* _DOCUMENT EXTRACT_

If that wasn’t the case, then their efforts would be received in a different manner.
So LibDem’s, this is your challenge. Defeat the war mongering and corrupt Gordon Brown and the Labour Party, for surely the LibDem’s are the only true party of the right in Britain….of course you can wave bye bye to the south east.
@JOn – get a life
@Robert Draper – bizarre, arcane, unworkable. BTW learn to spell independEnt, and ‘hear’ not ‘here’ ….
Fails IIA and cloning, hugely: the way to win this election is to split your opponent’s vote as thinly as you can.
Let’s say we have 100 wards with a quota of 10, 10 Tory candidates, and 100 Liberal candidates, evenly distributed. The Liberal candidates, between them, take 90% of the vote, and the Tories take 10%. Per candidate, that is 9% for each Liberal, and 10% for each Tory. The Tory candidates win every ward and every seat.
In general, the winner is whoever has a position that has the least competition within the segment of the population that agrees with its views. That’s going to be the extremist parties.
It doesn’t work. I suggest you study voting systems theory.
I couldn’t make head nor tail of this, either the system of electing MPs or the alleged link between Councillors and MPs. I think if you tried to simplify it to the point where it really made any sense, you’d find you’d reinvented the ‘best loser’ form of additional member system suggested back in the 1970s.
Don’t waste time trying to come up with ever more clever and arcane electoral systems. No system is ever going to be perfect, and there are several workable systems in use in various countries (including the various countries of the UK). The Lib Dem preference for STV is long-established, principled and justifiable. There’s not the slightest point in diverting political energy into the geekish enterprise of inventing outlandish new ways of building a rolling locomotive facilitation device.

* _DO THIS_
Please render this sentence from the electoral systems comments in Spanish: "No system is ever going to be perfect, and there are several workable systems in use in various countries (including the various countries of the UK)."

* _DATASET SECTION_
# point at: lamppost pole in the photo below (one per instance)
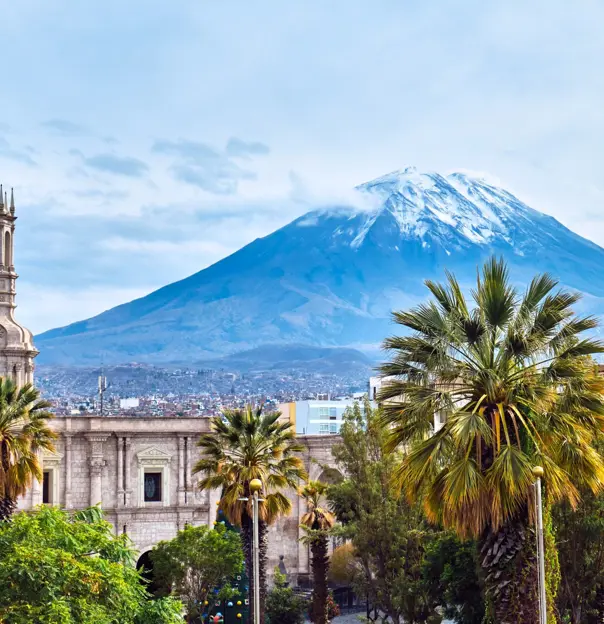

* _EXERCISE RESULT_
Ningún sistema va a ser nunca perfecto, y hay varios sistemas viables en uso en distintos países (incluidos los distintos países del Reino Unido).